Apache-Airflow : A practical guide

Srivathsan K R
6 min readAug 29, 2018

--

“Data really powers everything that we do.” — Jeff Weiner

In Artificial Intelligence era, Big Data has become the source to solve problems. Gone are those days where data is collected and processed in batches. Real-time data processing is the key for modern business.

Besides Volume Velocity Variety, managing data pipeline has a significant role to play when it comes to availability. The complex part is developing multiple data pipelines to address different use-cases and managing all at one place.

This article explains the usage of an open source platform which can programmatically author, schedule and monitor workflows for data pipelines.

Yes, it is Apache-Airflow developed by Airbnb Engineering

“We chose it because we deal with huge amounts of data. Besides, it sounds really cool.” — Larry Page

Contents

  • Introduction
  • Insight
  • Setup
  • Development
  • Deployment
  • Common shortfalls
  • Conclusion

Introduction

Airflow framework can be used to build workflows. A workflow could be anything from a simple linux command to a complex hive queries, a python script to a Docker file. Workflow comprises one or more tasks which are connected by Directed Acyclic Graph. Workflow which is called as DAG in Airflow, can be executed manually or it can be automated with schedulers like cron. Success and failure of DAG can be monitored, controlled and re-triggered. DAG state can be alerted with SMTP, Slack and other systems.

● Dataset content

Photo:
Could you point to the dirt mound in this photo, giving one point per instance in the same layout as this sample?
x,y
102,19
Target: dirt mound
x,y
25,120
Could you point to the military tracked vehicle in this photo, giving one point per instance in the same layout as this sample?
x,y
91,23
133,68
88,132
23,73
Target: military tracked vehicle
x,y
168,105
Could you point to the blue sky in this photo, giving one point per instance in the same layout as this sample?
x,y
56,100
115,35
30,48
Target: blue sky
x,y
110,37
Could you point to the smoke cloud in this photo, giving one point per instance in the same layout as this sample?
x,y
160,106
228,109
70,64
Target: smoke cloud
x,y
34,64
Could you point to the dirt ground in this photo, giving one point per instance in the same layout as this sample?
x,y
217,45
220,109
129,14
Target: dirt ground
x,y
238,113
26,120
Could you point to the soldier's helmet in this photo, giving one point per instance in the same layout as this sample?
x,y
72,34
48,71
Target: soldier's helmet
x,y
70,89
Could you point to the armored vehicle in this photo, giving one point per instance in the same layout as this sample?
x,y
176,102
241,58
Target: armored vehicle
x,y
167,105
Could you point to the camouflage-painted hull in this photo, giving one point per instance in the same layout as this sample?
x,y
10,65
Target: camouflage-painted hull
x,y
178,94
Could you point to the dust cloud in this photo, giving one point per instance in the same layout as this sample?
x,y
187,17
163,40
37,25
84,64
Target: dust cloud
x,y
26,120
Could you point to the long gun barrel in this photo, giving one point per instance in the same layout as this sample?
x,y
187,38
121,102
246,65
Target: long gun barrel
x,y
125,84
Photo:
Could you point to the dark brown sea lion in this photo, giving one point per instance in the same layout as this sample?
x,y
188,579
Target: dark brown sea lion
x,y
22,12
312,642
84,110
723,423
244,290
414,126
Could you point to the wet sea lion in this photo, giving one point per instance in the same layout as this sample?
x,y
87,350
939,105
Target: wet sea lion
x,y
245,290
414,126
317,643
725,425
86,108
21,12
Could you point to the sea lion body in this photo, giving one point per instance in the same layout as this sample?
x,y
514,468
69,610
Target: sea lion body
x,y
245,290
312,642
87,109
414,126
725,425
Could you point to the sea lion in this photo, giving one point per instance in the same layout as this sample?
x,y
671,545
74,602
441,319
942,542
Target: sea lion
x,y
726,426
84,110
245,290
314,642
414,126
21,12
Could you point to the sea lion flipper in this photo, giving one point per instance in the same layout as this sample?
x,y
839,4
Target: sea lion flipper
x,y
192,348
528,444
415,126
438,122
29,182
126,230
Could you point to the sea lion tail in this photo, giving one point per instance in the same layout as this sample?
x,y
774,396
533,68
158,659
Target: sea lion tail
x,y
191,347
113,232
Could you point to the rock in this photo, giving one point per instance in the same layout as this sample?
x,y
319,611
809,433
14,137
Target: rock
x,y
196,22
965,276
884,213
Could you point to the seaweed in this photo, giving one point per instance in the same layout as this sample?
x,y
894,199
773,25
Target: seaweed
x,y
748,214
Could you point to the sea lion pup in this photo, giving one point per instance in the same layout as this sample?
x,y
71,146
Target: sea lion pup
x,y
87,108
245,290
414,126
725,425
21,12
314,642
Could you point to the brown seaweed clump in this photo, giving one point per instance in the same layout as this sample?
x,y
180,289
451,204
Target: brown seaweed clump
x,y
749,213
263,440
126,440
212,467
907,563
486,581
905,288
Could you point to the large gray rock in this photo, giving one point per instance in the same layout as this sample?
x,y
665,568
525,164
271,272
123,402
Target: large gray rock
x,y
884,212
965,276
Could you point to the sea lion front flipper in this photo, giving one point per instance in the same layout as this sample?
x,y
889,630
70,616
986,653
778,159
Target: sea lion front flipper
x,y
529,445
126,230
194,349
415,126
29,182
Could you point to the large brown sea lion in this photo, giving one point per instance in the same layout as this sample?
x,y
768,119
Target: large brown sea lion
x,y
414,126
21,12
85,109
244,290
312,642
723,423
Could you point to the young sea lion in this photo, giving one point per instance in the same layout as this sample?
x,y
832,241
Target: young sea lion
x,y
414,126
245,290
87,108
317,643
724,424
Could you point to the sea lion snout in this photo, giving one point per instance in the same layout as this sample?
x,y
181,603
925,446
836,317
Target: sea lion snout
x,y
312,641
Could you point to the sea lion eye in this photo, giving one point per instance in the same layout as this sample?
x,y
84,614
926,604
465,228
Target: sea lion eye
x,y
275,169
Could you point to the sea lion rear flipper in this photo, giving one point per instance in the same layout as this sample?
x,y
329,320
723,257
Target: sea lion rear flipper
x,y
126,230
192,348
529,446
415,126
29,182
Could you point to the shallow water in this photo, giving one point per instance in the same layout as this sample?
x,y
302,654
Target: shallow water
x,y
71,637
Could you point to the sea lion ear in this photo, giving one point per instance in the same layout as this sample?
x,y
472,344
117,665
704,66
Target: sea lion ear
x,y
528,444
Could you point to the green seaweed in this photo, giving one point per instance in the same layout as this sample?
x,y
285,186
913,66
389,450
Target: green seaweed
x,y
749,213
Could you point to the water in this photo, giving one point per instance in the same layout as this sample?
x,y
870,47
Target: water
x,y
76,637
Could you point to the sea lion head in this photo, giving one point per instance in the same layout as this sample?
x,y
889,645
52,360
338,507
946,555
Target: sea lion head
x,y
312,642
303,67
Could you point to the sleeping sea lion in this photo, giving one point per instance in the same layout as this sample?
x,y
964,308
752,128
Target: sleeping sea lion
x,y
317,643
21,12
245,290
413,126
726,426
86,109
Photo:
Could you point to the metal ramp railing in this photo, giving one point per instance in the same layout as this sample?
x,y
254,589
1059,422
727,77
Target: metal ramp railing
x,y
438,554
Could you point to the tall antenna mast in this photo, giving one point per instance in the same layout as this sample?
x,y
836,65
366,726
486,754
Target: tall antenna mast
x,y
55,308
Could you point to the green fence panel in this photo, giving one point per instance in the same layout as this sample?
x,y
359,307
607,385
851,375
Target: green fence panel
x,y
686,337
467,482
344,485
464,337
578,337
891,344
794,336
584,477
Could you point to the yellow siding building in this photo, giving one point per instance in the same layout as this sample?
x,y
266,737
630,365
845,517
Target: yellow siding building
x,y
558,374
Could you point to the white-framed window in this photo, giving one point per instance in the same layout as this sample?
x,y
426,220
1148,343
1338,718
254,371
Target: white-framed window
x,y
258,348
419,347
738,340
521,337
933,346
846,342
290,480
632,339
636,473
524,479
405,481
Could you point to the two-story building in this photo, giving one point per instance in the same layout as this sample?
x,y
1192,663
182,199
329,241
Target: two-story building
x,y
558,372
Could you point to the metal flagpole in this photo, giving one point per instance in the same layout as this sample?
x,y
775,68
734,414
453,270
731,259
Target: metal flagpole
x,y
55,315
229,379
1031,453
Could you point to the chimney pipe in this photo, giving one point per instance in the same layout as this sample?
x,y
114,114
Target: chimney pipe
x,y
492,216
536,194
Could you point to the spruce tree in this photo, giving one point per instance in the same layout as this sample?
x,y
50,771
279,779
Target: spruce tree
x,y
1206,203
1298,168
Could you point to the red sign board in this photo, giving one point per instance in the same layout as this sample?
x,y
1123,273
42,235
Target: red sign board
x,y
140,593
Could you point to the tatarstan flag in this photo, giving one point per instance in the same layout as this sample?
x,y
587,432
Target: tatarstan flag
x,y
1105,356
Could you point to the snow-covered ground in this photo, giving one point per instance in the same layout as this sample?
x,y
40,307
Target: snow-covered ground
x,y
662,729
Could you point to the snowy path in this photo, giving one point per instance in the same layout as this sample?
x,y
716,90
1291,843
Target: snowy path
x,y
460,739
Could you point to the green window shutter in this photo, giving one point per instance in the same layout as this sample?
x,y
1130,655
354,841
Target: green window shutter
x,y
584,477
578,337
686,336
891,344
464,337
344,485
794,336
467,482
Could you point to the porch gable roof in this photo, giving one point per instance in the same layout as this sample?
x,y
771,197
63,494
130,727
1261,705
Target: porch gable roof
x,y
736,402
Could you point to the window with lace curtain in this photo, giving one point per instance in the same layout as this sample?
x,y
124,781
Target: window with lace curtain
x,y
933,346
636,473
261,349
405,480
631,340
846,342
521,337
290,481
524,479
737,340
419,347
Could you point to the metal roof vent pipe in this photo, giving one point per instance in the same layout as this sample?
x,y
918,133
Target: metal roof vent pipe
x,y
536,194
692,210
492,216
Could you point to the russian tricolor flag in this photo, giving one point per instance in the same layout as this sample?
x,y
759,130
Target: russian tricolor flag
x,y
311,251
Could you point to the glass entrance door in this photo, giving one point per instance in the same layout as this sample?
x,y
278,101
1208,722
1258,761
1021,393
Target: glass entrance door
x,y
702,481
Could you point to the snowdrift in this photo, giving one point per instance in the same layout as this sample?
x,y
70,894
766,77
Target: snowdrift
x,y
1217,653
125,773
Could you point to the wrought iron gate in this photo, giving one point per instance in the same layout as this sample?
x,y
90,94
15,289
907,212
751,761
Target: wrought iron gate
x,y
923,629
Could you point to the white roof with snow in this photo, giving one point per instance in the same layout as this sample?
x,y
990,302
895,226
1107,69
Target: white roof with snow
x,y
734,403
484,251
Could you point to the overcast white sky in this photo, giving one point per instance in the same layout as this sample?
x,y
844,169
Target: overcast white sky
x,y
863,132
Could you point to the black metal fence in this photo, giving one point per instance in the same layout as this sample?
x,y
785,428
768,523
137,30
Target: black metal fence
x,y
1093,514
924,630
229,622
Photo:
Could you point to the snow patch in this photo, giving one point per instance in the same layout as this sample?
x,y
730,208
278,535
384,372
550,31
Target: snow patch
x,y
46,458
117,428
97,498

● Work to do
• 1. In the Apache-Airflow guide, what reasons does the quote attributed to Larry Page give for the choice it describes? Answer in one to three sentences.
• 2. Pick up the Apache-Airflow guide after the last sentence of its Introduction and keep writing it.
The records come from a separate source.

● Task results
• 1. The quote gives two reasons: they deal with huge amounts of data, and it sounds really cool.

• 2.
“With data collection, ‘the sooner the better’ is always the best answer.” — Marissa Mayer

Insight

Airflow is developed in Python. It has following concepts

DAG: Connects independent tasks and executes in specified sequence.
Task: Logical unit of code.
Operator: Template to wrap and execute task. BashOperator is used to execute bash script, PythonOperator is used to execute python code.

“The world is one big data problem. There’s a bit of arrogance in that, and a bit of truth as well.”–Andrew McAfee

Setup

This section explains how to install airflow in MacOS High Sierra

Install Python

Download and install python from official website:
https://www.python.org/downloads/release/python-370/
I am using python 3.6
To test if the installation is successful

python -V
Python 3.6.X

Now install Airflow and its dependencies using pip

pip install apache-airflow==1.9.0
pip install apache-airflow[celery]
pip install mysqlclient

Install RabbitMQ

RabbitMQ website recommends installation via homebrew
https://www.rabbitmq.com/install-homebrew.html

Default username and password for rabbitmq server is guest

brew update
brew install rabbitmq

Add bin path to environment

$ vi .bash_profile
PATH=$PATH:/usr/local/sbin

To start Rabbitmq server in background

rabbitmq-server -detached

To check the status of Rabbitmq server

rabbitmqctl status

Install MySQL

Download MySQL for mac(.dmg) here
https://dev.mysql.com/downloads/mysql/
During installation process, set password for root user (I have selected legacy week password policy)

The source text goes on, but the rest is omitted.